> _Complete the following_
1. Write out the passage of the court's standing analysis from "2. There Is" up to and including "District Attorney's Office.".
2. Extend the court's standing analysis, starting right after its last sentence.

--- start of Extracted text ---

1. Plaintiff's Intended Future Conduct Is Affected with a Constitutional Interest Because Plaintiff Intends to Engage in Political Speech.

When a political organization intends to engage in political speech, the organization's conduct is "certainly ‘affected with a constitutional interest.’ " Id. at 2344 (quoting Babbitt , 442 U.S. at 298, 99 S.Ct. 2301 ). Here, Plaintiff intends to continue sending notices concerning Texas political candidates under the name Texas Ethics Disclosure Board. (Doc. 2 at 2–3). Plaintiff intends to engage in future political speech and, therefore, Plaintiff's intended conduct is certainly affected with a constitutional interest.

2. There Is No Indication that Plaintiff's Intended Future Conduct Is Arguably Proscribed by Texas Penal Code § 37.11.

Plaintiff contends, "none of Plaintiff's activities under the name Texas Ethics Disclosure Board in any way violates Texas Penal Code § 37.11." Id. at 3. The Court acknowledges that Plaintiff is not required to confess that it will violate the law in order to challenge the constitutionality of the law. See Susan B. Anthony List , 134 S.Ct. at 2345 (citing Babbitt , 442 U.S. at 301, 99 S.Ct. 2301 ). However, in this case, the Court can only identify one person who suggests that Plaintiff's intended future conduct is proscribed by § 37.11—the Tarrant County voter who filed the complaint with the Travis County District Attorney's Office.

--- end of Extracted text ---
--- start of Data entries ---

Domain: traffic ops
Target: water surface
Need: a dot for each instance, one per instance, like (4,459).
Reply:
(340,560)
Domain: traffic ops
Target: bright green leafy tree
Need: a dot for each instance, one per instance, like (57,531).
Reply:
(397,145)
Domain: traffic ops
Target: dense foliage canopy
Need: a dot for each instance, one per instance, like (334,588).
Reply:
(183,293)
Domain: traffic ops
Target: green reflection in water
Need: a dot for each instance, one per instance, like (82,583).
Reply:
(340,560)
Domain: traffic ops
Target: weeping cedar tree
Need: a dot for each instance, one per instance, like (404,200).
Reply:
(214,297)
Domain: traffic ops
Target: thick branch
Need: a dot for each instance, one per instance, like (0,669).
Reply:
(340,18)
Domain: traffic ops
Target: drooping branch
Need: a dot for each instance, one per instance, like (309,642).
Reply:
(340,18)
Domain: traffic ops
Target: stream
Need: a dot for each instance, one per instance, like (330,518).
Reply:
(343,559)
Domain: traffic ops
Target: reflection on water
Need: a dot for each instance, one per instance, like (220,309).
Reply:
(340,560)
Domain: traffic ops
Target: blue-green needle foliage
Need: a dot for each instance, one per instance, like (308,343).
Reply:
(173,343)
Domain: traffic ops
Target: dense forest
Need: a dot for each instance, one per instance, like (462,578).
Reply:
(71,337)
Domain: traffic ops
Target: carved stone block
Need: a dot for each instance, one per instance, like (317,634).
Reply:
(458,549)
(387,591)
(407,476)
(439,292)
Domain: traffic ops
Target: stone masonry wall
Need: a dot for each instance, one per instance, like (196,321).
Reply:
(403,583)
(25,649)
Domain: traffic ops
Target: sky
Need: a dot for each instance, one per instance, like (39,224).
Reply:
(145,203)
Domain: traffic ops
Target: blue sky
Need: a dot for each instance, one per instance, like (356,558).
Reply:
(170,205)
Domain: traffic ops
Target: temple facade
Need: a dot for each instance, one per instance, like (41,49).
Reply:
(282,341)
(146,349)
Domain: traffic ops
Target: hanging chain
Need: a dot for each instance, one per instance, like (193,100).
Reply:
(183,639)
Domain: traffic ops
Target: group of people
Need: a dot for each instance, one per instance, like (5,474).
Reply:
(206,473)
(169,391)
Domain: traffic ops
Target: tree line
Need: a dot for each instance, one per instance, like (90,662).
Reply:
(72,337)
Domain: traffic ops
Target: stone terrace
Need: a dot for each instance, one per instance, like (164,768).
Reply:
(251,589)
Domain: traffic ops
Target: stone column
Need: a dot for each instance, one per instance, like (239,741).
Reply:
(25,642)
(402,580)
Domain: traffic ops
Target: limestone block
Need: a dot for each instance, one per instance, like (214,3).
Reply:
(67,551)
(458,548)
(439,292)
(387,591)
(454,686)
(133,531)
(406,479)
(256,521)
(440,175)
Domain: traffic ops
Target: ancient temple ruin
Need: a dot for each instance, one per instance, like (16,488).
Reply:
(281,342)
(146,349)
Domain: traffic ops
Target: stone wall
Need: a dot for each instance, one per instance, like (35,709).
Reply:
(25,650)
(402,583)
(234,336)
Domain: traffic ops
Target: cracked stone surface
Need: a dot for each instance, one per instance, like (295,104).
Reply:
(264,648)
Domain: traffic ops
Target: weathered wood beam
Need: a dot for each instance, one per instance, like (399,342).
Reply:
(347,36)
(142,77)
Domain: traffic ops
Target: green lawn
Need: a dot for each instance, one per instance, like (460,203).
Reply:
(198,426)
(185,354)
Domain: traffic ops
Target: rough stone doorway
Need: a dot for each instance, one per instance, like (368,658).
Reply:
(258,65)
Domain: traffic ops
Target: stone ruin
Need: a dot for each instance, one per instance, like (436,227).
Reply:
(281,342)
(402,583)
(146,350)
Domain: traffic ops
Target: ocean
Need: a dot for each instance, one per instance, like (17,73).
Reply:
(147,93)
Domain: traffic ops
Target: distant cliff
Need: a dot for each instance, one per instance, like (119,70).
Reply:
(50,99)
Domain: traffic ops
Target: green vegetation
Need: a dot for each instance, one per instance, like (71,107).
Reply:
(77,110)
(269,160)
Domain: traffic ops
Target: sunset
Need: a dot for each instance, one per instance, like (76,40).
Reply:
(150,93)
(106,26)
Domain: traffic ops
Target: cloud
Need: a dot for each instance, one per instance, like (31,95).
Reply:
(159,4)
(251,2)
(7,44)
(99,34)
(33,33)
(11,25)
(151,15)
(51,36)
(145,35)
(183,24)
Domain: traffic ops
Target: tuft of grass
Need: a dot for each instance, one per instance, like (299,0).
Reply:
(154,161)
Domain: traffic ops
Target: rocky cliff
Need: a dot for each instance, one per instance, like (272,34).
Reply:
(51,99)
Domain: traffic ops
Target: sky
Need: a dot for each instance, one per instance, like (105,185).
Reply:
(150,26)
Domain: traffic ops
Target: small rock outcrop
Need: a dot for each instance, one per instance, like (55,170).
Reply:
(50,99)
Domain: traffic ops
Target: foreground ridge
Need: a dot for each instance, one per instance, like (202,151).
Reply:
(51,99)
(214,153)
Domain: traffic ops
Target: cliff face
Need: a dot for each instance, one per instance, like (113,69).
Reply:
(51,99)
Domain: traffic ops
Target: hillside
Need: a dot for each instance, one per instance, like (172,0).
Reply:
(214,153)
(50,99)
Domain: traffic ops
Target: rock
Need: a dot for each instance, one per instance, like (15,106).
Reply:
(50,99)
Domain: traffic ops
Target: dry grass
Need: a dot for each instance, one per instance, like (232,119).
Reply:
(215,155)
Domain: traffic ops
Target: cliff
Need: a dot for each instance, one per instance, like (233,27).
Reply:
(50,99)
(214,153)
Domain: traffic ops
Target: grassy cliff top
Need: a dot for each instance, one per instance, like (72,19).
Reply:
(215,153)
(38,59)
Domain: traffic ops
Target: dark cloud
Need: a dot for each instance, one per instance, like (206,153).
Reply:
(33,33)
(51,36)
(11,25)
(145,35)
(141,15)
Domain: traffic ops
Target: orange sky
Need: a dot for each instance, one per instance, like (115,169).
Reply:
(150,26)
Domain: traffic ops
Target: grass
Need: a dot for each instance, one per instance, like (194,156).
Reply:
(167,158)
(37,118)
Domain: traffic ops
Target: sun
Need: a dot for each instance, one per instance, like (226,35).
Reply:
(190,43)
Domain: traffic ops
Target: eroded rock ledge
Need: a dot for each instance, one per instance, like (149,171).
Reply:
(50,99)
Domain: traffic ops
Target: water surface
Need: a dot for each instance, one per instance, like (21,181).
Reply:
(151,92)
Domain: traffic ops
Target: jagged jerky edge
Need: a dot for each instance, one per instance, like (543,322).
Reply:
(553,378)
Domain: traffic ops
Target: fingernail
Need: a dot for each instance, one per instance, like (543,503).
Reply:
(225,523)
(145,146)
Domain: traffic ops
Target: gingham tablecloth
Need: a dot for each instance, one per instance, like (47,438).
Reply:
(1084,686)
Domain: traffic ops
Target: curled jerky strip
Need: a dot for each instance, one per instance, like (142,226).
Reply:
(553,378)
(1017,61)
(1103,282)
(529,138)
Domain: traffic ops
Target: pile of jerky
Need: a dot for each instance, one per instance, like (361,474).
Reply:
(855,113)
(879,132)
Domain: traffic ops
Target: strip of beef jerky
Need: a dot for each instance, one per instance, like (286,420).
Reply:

--- end of Data entries ---

> _Responses_
1.
2. There Is No Indication that Plaintiff's Intended Future Conduct Is Arguably Proscribed by Texas Penal Code § 37.11.

Plaintiff contends, "none of Plaintiff's activities under the name Texas Ethics Disclosure Board in any way violates Texas Penal Code § 37.11." Id. at 3. The Court acknowledges that Plaintiff is not required to confess that it will violate the law in order to challenge the constitutionality of the law. See Susan B. Anthony List , 134 S.Ct. at 2345 (citing Babbitt , 442 U.S. at 301, 99 S.Ct. 2301 ). However, in this case, the Court can only identify one person who suggests that Plaintiff's intended future conduct is proscribed by § 37.11—the Tarrant County voter who filed the complaint with the Travis County District Attorney's Office.

2.
Turning to Defendants' arguments, Defendants do not confirm or deny that § 37.11 proscribes Plaintiff's intended conduct. (Tr. at 69). Instead, Defendants state only that the Tarrant County voter's complaint is "under review." Id. In fact, during the hearing, no party suggested that Plaintiff's intended future conduct could arguably be proscribed by § 37.11. Id. at 8, 31–36, 62–84. At this point, no Texas governmental entity has filed an indictment, made a threat, commenced an official investigation, contacted Plaintiff, or even expressed an official or unofficial opinion that Plaintiff's conduct is proscribed by the statute. Id. at 31–36. Accordingly, the only government action that Plaintiff can cite as "chilling" its First Amendment speech is that a District Attorney's Office is "reviewing" a private citizen's complaint.

The Court reviews other cases for guidance. In Susan B. Anthony List , the challenged statute clearly covered the subject of petitioners' intended speech. See 134 S.Ct. at 2344. Further, a government commission held a hearing and found probable cause to believe that petitioners' speech violated the challenged statute. Id. In the instant case, § 37.11 does not necessarily apply to Plaintiff's use of the name Texas Ethics Disclosure Board, and no governmental entity has expressed an opinion on this matter.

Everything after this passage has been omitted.